• Aim of the exercise
Can you arrange the records below, from the line containing "of the sign" through the end of the records, as a two-column CSV with the columns instruction and points? Give one row per record, with each field in quotation marks and any line breaks replaced by spaces.

— begin Entries provided —

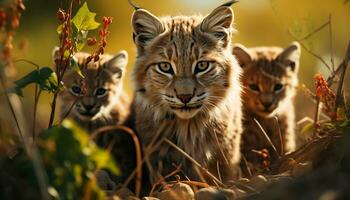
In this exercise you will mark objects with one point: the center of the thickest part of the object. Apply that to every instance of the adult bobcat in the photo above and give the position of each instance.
(188, 91)
(270, 80)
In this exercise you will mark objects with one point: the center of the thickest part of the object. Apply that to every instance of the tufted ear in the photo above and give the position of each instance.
(242, 54)
(218, 23)
(146, 27)
(117, 64)
(290, 56)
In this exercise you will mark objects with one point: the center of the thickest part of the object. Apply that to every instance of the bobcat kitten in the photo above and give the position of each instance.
(97, 99)
(186, 81)
(270, 80)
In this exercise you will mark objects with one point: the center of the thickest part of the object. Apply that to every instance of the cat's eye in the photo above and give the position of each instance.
(278, 87)
(100, 92)
(201, 66)
(76, 90)
(254, 87)
(165, 67)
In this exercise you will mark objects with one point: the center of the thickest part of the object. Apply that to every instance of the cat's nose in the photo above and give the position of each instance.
(185, 98)
(267, 105)
(88, 107)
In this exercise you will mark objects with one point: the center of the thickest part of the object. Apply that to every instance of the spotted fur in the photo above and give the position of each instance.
(270, 80)
(188, 91)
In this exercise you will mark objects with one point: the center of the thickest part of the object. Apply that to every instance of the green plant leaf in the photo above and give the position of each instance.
(308, 128)
(85, 19)
(74, 65)
(80, 40)
(44, 77)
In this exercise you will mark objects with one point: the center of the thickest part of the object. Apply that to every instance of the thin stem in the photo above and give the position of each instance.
(312, 53)
(11, 108)
(315, 31)
(331, 40)
(339, 96)
(280, 135)
(317, 116)
(36, 101)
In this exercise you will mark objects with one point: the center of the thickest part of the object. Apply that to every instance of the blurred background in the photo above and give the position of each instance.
(259, 23)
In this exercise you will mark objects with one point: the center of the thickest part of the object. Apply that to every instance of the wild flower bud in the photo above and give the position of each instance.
(96, 58)
(91, 41)
(20, 6)
(61, 15)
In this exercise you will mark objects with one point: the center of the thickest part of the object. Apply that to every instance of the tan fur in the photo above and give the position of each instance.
(266, 67)
(107, 73)
(210, 131)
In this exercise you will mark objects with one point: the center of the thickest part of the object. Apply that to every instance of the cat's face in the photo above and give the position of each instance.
(93, 95)
(184, 64)
(269, 77)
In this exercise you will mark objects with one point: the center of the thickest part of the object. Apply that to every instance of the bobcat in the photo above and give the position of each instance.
(188, 91)
(270, 80)
(97, 99)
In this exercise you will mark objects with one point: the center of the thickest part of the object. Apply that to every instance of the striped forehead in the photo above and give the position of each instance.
(181, 47)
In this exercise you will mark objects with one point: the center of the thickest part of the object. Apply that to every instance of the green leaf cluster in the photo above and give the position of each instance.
(70, 160)
(44, 77)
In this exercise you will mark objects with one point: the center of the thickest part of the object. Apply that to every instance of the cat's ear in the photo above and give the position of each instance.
(290, 56)
(146, 27)
(55, 54)
(219, 23)
(117, 64)
(242, 54)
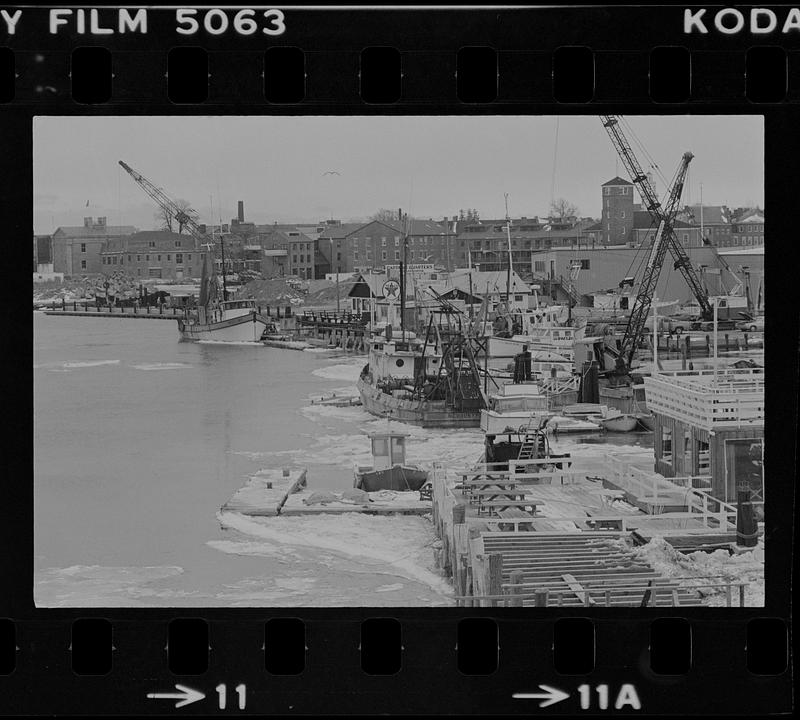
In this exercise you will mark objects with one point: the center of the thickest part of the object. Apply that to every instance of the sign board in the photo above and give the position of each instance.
(391, 290)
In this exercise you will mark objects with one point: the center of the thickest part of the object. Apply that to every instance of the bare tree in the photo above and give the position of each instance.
(562, 209)
(166, 217)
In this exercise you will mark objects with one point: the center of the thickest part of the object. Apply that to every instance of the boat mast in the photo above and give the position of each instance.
(403, 285)
(508, 274)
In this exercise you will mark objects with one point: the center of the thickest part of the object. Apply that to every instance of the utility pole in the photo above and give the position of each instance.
(508, 274)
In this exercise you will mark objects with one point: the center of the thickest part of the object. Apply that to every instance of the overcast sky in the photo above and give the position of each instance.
(429, 166)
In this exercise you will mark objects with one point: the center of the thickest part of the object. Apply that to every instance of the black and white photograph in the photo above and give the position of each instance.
(382, 361)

— end Entries provided —

• Finished exercise
instruction,points
"In this exercise you will mark objects with one point: the center of the thickest part of the object. Apply that to every instance of the sign board in the photo above and give the position of each instance.","(391, 290)"
"In this exercise you will mark objects with one point: the center of the thickest part of the object. Apply that to every instance of the bare tree in the photo above and give the position of each instance.","(562, 209) (166, 217)"
"In this exercise you will mark objects with one point: the center of the thickest part of the object. Apply that to every instance of the boat mast in the photo above and give the position of each instance.","(403, 285) (508, 274)"
"In this exercise you will mark objects with one point: the center of the thickest part of the object. Apply that to every instance of the utility pole in the photo above and give the position of each instance.","(508, 274)"
"In this exercise you will mark objects with one point: the center of the thickest part of the object. Apply that to every instance of the overcast sky in the photo above and give the position of each instance.","(429, 166)"
"In this exercise you will mark objects with one point: the center of the thickest part of the object. Apply that to every instance of the black and white photograph in the photo above and give the position of each instance.","(382, 361)"